Reviews

The Band Wagon

An updated version of an MGM classic gets a showing at Encores!

Zachary Stewart

Zachary Stewart

| New York City |

November 10, 2014

Laura Osnes, Tony Sheldon, and Brian Stokes Mitchell lead the cast of The Band Wagon, directed by Kathleen Marshall, at New York City Center Encores!
Laura Osnes, Tony Sheldon, and Brian Stokes Mitchell lead the cast of The Band Wagon, directed by Kathleen Marshall, at New York City Center Encores!
(© Joan Marcus)

"You know this show is— really very silly," says modern choreographer Paul Byrd (played by the delectably mean Michael Berresse) as he glowers out at the audience in The Band Wagon. "It won’t mean a thing to anyone in fifty years." Actually, most of the songs in this special Encores! presentation at New York City Center are significantly older than that. Yet they sound shiny, fresh, and full of life in a fabulous new rendering presented in typical Encores! fashion — more than a staged reading, less than a full production, with a big onstage orchestra. You won't be able to resist tapping your toes along to this infectiously fun event, the numbers from which you'll be humming for days. As the show's most famous song states, That's Entertainment!

The Band Wagon is based on the 1931 Broadway revue by Arthur Schwartz and Howard Dietz, which starred Fred and Adele Astaire. Several songs from that show were later used in the 1953 MGM film The Band Wagon, written by Betty Comden and Adolph Green (starring Fred Astaire and Cyd Charisse, directed by Vincente Minnelli). This new treatment by Douglas Carter Beane (Cinderella) maintains much of their original backstage plot, with a few new twists along the way.

Tony Hunter (Brian Stokes Mitchell) is a washed-up song-and-dance man fleeing Hollywood for the familiar trappings of New York City. His friend, the larger-than-life British actor-director Jeffrey Cordova (Tony Sheldon), has promised to cast him in a new Broadway show and has enlisted husband-and-wife songwriting team Lily and Lester Martin (Tracey Ullman and Michael McKean). Byrd will join the creative team and his young girlfriend, dancer Gabrielle Gerard (Laura Osnes), will star opposite Tony. The gang's all here; they just need a show.

The Martins pitch a lighthearted story about a poor shoeshine guy who convinces a rich New York real estate developer to throw a party for him so his girlfriend from Louisiana thinks he's a bigwig. Cordova and Byrd see in this tale the seed of a far heavier drama: a modern Faust. As rehearsals begin, it seems like no one is on the same page.

"Let's dance," Mitchell exclaims while clutching a showman's cane at the apex of the carefree tune "A Brand New Suit." Immediately, an army of black-clad modern dancers invades the space around him, thrusting and writhing like they're in a Bosch painting choreographed by Martha Graham.

-- What to do --
A. List every performer that the review of The Band Wagon names as a cast member of the Encores! production.
B. Extend the review of The Band Wagon with a new paragraph that follows its final sentence.

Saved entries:

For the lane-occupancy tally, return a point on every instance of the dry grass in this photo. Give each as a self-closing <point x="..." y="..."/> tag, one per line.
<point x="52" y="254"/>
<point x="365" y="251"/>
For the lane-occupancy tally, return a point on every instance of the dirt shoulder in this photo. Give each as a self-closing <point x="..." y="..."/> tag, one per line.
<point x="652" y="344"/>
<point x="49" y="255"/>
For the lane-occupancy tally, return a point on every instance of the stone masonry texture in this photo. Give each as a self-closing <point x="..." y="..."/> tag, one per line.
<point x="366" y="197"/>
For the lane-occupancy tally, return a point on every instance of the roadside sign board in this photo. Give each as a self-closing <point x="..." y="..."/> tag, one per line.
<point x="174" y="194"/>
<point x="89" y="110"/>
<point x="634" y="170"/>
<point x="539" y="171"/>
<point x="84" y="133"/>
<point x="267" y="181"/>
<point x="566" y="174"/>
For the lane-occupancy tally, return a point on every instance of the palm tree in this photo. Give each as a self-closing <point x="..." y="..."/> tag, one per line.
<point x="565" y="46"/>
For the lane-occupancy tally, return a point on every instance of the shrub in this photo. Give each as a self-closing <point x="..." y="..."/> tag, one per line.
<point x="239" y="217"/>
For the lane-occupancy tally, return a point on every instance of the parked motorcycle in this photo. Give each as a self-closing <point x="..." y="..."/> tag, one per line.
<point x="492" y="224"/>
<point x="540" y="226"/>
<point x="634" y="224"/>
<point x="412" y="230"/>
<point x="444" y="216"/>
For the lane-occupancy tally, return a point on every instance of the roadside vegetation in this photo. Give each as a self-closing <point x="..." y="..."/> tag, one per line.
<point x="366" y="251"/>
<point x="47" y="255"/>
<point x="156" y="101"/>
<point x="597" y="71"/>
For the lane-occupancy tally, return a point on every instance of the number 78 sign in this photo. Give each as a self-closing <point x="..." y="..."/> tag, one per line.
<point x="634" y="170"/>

-- Answers for the tasks --
A. Michael Berresse, Brian Stokes Mitchell, Tony Sheldon, Tracey Ullman, Michael McKean, Laura Osnes

B.
Director/choreographer Kathleen Marshall stages this collaborative dissonance with great relish, employing clashing styles to create a show within a show that feels like the product several competing personalities. This is awfully ironic, considering that's exactly what she's successfully doing for the actual show. Comden & Green, Beane, Dietz & Schwartz, Minnelli, and film choreographer Michael Kidd: Marshall borrows a bit from all, seamlessly blending the old with the new in an event that always feels straight out of the golden age of musical theater.

Osnes, in particular, exudes the charm and optimism of a bygone era of performers. Her radiant soprano fits perfectly, as if Dietz and Schwartz wrote the songs just for her. Mitchell is a genuine leading man, with all the grace and dignity of Fred Astaire before him. McKean and Ullman convincingly portray a couple in a long-term marriage, with all the requisite ambivalence. They're also very funny.

Augmenting the mirth, Tony Sheldon (who just stepped into the production a few weeks ago) turns out to be a very fortunate replacement. Sheldon is musical comedy personified, drawing laughs practically every moment he steps onstage. "Let's all pretend to be Hillbillies," the Australian actor says, affecting an FDR-like mid-Atlantic dialect for which it is impossible to keep a straight face. "We'll blacken out our teeth and the like. Date a cousin if you want!"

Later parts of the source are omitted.